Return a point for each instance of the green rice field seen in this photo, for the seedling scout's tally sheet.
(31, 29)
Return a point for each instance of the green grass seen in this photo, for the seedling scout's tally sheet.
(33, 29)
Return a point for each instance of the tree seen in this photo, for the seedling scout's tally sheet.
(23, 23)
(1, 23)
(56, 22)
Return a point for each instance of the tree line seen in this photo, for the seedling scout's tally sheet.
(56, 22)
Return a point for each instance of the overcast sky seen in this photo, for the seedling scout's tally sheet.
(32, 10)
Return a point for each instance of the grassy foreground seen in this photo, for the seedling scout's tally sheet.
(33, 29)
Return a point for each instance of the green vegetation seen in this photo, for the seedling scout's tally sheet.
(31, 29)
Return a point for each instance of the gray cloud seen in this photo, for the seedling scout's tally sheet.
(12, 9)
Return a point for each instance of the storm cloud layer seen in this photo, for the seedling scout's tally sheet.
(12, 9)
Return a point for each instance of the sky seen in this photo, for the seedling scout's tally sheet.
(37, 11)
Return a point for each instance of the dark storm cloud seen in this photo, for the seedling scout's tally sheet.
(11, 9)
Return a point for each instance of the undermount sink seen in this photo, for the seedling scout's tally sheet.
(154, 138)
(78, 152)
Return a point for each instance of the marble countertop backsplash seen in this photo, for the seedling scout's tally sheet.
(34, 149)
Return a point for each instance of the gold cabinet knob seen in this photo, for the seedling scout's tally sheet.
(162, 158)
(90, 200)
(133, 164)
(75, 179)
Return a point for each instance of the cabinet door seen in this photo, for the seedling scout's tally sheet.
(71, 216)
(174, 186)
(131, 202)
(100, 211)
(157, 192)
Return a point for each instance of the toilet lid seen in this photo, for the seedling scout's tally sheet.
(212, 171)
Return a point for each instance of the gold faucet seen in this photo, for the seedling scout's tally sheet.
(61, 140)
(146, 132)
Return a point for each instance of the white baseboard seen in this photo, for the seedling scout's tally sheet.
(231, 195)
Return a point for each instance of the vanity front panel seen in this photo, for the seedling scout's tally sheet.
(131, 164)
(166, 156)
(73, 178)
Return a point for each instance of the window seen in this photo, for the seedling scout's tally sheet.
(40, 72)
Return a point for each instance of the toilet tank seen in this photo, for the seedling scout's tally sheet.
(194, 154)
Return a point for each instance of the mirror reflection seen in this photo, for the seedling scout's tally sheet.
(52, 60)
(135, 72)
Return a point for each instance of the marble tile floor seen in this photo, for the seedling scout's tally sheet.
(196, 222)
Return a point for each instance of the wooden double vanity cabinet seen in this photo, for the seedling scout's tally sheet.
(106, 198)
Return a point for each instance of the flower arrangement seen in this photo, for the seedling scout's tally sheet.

**Problem**
Set down the entire listing above again, word for word.

**Solution**
Return a point for each instance of the green rice field seen in this photo, for the seedling scout's tally sheet.
(31, 29)
Return a point for each instance of the green grass seen in this photo, for the seedling scout's tally sheet.
(33, 29)
Return a point for each instance of the tree seen in this photo, for the seedling scout's tally sheet.
(23, 23)
(1, 23)
(56, 22)
Return a point for each instance of the tree line seen in this photo, for the seedling scout's tally sheet.
(56, 22)
Return a point for each instance of the overcast sky seen in this photo, for the seedling scout's tally sheet.
(32, 10)
Return a point for each instance of the grassy foreground seen in this photo, for the seedling scout's tally sheet.
(33, 29)
Return a point for each instance of the green vegetation seen in this photo, for the seedling scout's tally sheet.
(31, 29)
Return a point for each instance of the gray cloud seen in this photo, for the seedling scout's tally sheet.
(12, 9)
Return a point for each instance of the storm cloud layer seen in this photo, for the seedling scout's tally sheet.
(12, 9)
Return a point for each instance of the sky seen in this photo, for the seedling scout's tally sheet.
(37, 11)
Return a point for each instance of the dark storm cloud seen in this photo, for the seedling scout's tally sheet.
(11, 9)
Return a point for each instance of the undermount sink seen in this photo, for the seedling scout's tally sheet.
(154, 138)
(78, 152)
Return a point for each instance of the marble countertop backsplash seen in this photo, for the seedling scout's tally sheet.
(34, 149)
Return a point for each instance of the gold cabinet knob seen in this photo, for the seedling scout's tally sheet.
(162, 158)
(90, 200)
(133, 164)
(75, 179)
Return a point for each instance of the cabinet door seen in this photo, for the seedling scout's tally sheet.
(71, 216)
(174, 186)
(131, 202)
(100, 211)
(157, 192)
Return a point for each instance of the toilet lid seen in this photo, for the seedling scout's tally sheet.
(212, 171)
Return a point for each instance of the gold faucet seen in this photo, for the seedling scout's tally sheet.
(61, 140)
(146, 132)
Return a point for each instance of the white baseboard seen in this photo, for the seedling scout's tally sheet.
(231, 195)
Return a point for each instance of the vanity front panel seen in this photo, for the seedling scout's tally sheet.
(131, 164)
(166, 156)
(73, 178)
Return a point for each instance of the window seen in this photo, for the seedling scout's tally sheet.
(40, 72)
Return a point for each instance of the toilet tank seen in this photo, for the seedling scout's tally sheet.
(194, 154)
Return a point for each instance of the mirror reflection seen in this photo, for the seedling scout's tally sheet.
(52, 60)
(135, 72)
Return a point for each instance of the marble tile floor seen in this photo, for the seedling scout's tally sheet.
(196, 222)
Return a point for each instance of the wooden double vanity cabinet seen in this photo, for the seedling scout's tally sheet.
(106, 198)
Return a point for each instance of the flower arrangement seen in this photo, for the seedling scout's tally sheet.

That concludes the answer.